[Begin EXERCISE MATERIAL]
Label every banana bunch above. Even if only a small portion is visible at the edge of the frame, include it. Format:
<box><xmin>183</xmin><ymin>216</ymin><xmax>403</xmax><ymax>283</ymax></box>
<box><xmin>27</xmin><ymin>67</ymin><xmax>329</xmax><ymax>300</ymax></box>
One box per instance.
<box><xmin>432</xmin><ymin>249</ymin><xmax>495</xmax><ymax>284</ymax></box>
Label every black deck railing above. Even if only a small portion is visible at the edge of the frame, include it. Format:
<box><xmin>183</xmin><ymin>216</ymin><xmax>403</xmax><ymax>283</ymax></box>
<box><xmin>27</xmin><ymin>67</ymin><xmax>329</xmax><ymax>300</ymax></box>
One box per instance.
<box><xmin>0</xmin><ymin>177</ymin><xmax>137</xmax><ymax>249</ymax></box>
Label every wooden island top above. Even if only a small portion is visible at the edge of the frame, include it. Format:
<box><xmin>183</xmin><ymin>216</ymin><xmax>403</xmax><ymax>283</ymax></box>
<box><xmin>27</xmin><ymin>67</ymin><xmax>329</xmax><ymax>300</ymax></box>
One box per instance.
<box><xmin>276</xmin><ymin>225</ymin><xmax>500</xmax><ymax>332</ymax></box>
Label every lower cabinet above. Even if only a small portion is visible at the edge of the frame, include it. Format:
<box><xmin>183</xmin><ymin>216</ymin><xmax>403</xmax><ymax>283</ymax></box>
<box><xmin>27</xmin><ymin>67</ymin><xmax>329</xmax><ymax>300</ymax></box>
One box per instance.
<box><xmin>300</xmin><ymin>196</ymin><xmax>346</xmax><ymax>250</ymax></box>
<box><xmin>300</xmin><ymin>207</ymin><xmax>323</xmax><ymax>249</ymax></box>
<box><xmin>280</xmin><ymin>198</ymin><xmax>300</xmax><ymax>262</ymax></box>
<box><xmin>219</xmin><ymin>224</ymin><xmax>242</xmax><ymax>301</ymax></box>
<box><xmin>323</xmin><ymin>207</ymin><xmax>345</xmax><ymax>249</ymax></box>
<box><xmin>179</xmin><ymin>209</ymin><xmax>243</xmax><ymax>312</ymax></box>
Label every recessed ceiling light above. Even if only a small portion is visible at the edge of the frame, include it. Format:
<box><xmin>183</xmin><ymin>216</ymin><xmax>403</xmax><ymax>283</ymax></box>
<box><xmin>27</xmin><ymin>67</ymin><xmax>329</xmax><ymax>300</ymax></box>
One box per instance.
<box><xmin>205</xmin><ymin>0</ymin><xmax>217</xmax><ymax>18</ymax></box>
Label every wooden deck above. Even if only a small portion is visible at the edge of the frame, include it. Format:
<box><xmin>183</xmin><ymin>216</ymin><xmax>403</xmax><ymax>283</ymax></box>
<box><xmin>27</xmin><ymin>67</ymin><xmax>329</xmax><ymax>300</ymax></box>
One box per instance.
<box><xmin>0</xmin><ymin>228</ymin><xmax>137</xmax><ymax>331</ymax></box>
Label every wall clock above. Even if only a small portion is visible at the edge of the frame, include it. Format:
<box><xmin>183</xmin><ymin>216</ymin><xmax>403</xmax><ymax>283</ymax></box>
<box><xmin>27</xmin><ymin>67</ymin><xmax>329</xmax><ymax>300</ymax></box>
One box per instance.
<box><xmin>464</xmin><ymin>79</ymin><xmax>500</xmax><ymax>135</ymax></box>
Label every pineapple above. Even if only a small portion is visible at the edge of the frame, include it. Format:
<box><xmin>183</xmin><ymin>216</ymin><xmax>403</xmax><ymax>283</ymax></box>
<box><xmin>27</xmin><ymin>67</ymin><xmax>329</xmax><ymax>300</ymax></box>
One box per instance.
[End EXERCISE MATERIAL]
* **YOUR TASK**: Put the stretch from the line containing "Label every pineapple" through the end of the items into a numbered list, leaving out any blank lines.

* **RESPONSE BELOW**:
1. Label every pineapple above. Even if only a small portion is visible at the edge of the frame, include it. Format:
2. <box><xmin>183</xmin><ymin>216</ymin><xmax>403</xmax><ymax>283</ymax></box>
3. <box><xmin>27</xmin><ymin>67</ymin><xmax>329</xmax><ymax>300</ymax></box>
4. One box per instance.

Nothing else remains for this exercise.